# [What you will do]
Please read the interview passage below and say what Google search prompted Noble to begin the research behind her book in 2011.

The interview followed an event Tuesday at the New York-based think tank Data & Society, where Noble discussed her new book, “Algorithms of Oppression: How Search Engines Reinforce Racism.”

Noble undertook the research behind the book back in 2011, after a Google query for “black girls” yielded a stream of pornographic and offensive search results.

Noble says those “hits” weren’t an accidental byproduct of neutral algorithms driving Google’s search engine. Instead, she argues, they reflect the human biases inherent in the engineers who created the algorithms, structural biases rooted in the underlying classification systems and web architecture upon which commercial search engines are built, and an advertising-based business model that accepts the reality that racist and sexist representations of women and people of color are often still quite profitable.

In response to such critiques, a Google spokeswoman pointed to a number of recent efforts by the company to improve the quality of its search results. A diverse team of human evaluators reviews search results according to publicly posted guidelines, and the company has been clear about its position that advertising does not impact so-called “organic” search results.

There’s no doubt that Google and other big tech platforms have changed, often for the better, in response to public pressure, Noble said.

But, she argued, the underlying structural problems associated with the world’s information being curated by a massive for-profit company, and with minorities and marginalized groups having relatively limited power to control how they are represented, persist.

What does it all mean for K-12?

Following is a transcript of our conversation, edited for length and clarity.


Why do you contend that search engines like Google reinforce racism and sexism?

I started researching the output of large commercial search engines, namely Google, to see what kind of information they provided about women and girls, particularly women and girls of color. I discovered that consistently, they were misrepresented, mostly through pornography and hypersexual content.

Was this a problem only during the period of time you studied (2011-2015), or is it ongoing?

Search results have changed for black girls over time, but the same phenomenon around misinformation about different kinds of ideas and people are still present. It’s still a problem in that Asian and Latina girls are still often hypersexualized or “pornified.”

We’re also now to a place where utter disinformation and propaganda about certain people’s identities can circulate freely.


What do you make of the changes that Google has made in recent years?

Over time, I have watched as scholars and journalists have criticized the big tech companies for the output of their systems, and I’ve seen the platforms slowly shift and modify their results. But new problems always come online.

So while individual results might shift over time, structurally the same kinds of problems exist, where people who are in smaller minority groups often don’t have the ability to control the kind of information that circulates about them.

Are students and teachers too trusting of Google Search results?

I’ve done a lot of work with training teachers. And they are always stunned.

One of the first things I tell teachers is, ‘Stop telling students to just Google something.’” I take them through seemingly benign image searches on particular occupations. For example, when they’ve searched “university professor,” almost exclusively images of white men come back in return.

Imagine 3rd graders doing reports on careers and looking for images of people who work in white-collar occupations on an authoritative site like Google, and the images they see are primarily white men.

This works against the notion that education can create new possibilities for students to imagine themselves in any future they want.

What do you want the K-12 world to know about the mechanisms behind these problems you describe?

The main thing I want teachers to understand is that they would never send their students to a catalogue of advertisements as a scholarly, legitimate resource. And yet they regularly send their students to the largest ad platform in the country, Google.

Teachers need to understand that Google is an advertising platform. It’s not necessarily great as a replacement for the school or public library.

Location identification items
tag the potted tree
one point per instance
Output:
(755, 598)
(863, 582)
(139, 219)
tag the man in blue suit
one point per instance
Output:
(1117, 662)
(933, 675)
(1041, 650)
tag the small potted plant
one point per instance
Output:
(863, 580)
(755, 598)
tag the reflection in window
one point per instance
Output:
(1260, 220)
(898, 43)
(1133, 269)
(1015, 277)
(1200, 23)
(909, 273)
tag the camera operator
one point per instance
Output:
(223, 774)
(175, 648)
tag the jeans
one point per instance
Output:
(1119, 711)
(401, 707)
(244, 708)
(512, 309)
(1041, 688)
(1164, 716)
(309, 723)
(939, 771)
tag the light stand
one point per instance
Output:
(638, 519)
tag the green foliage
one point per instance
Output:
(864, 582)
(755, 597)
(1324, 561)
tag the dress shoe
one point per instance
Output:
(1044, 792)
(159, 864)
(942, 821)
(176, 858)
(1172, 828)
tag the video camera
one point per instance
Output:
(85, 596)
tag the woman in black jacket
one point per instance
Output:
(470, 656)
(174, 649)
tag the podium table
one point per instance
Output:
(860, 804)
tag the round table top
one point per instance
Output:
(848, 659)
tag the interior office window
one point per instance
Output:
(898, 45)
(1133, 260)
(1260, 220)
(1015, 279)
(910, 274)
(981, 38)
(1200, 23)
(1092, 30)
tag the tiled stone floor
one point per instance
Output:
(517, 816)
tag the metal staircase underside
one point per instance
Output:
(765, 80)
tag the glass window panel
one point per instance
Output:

# [Answer to the problem]
A Google query for "black girls."